══ Source passage ══

Friday, Dec. 18, 1998 | 11:50 a.m.

State and federal agents served a search warrant Thursday at M.J. Marketing and arrested 10 people as part of a nationwide sweep against telemarketing scams.

Among those arrested was the company's owner, Dale Lenard.

The search warrant, issued by the Attorney General's Office, alleged that M.J. Marketing had obtained money under false pretenses, failed to register as a telephone solicitor with the Nevada Consumer Affairs Division and failed to provide Workers Compensation insurance.

According to an investigation by the Las Vegas Telemarketing Task Force, representatives of M.J. Marketing claimed to be from the gift department of a publishing company and told people that they had won a free five-year bonus of magazine subscriptions.

The telemarketers would allegedly ask for a handling fee of $2.99 a week for five years. Consumers would later discover that the handling fee was charged in a lump sum of over $500 on their credit cards, and they had no phone number to call to question the charge, the task force said.

"A prize winner should never need to send money to cover shipping, taxes or any other kind of fee in order to collect winnings," Attorney General Frankie Sue Del Papa said. "This kind of solicitation is illegal."

The arrests coincide with Operation Double Barrel, a national 2 1/2 -year undercover investigation to expose and convict fraudulent telemarketers. Nevada joined with 37 other states, the Department of Justice and the FBI.

Operation Double Barrel was "the most extensive operation ever directed at dishonest telemarketing," Attorney General Janet Reno told a news conference.

More than 40 telemarketers were arrested and more than 20 sites searched by agents on Thursday alone.

═══
══ Given data ══

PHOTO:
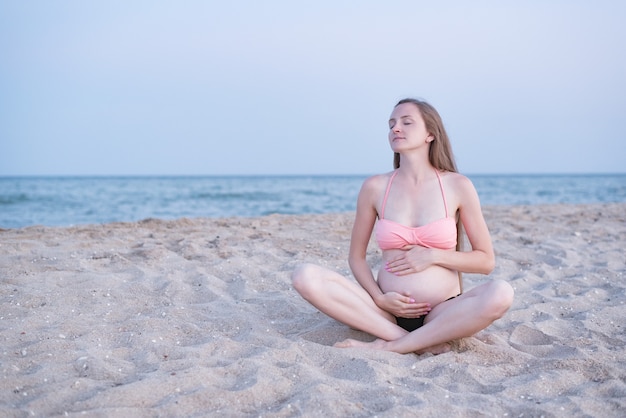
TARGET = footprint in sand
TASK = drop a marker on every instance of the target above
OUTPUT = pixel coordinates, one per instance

═══

# Task brief:
From the news report on the telemarketing arrests, extract the passage between "According to an" and "of magazine subscriptions.", inclusive.

# Expected answer:
According to an investigation by the Las Vegas Telemarketing Task Force, representatives of M.J. Marketing claimed to be from the gift department of a publishing company and told people that they had won a free five-year bonus of magazine subscriptions.